> _Exercise goal_:
Give back every entry exactly; drop the pictures.
------------
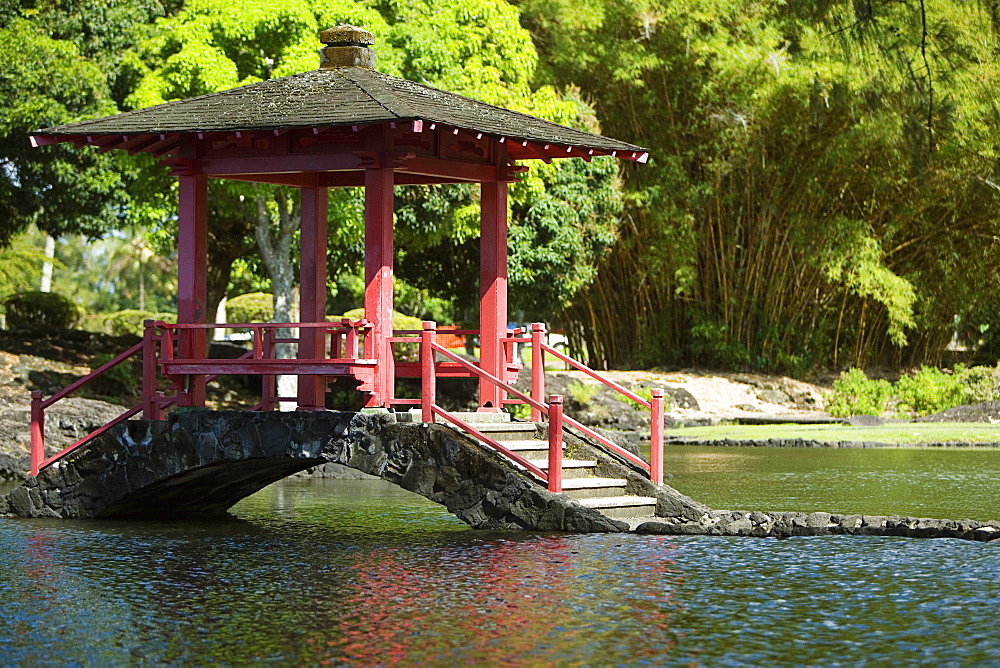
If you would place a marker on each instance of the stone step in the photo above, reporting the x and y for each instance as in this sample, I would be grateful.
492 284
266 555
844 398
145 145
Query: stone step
622 507
512 427
590 487
523 446
572 468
------------
> _Reply_:
If you would place a marker on each instance of the stone step in the photo above, reporting the x and y for each instance as in this sample, I would be grateful.
492 284
266 555
844 398
145 145
Query: stone step
622 507
512 427
590 487
523 446
572 468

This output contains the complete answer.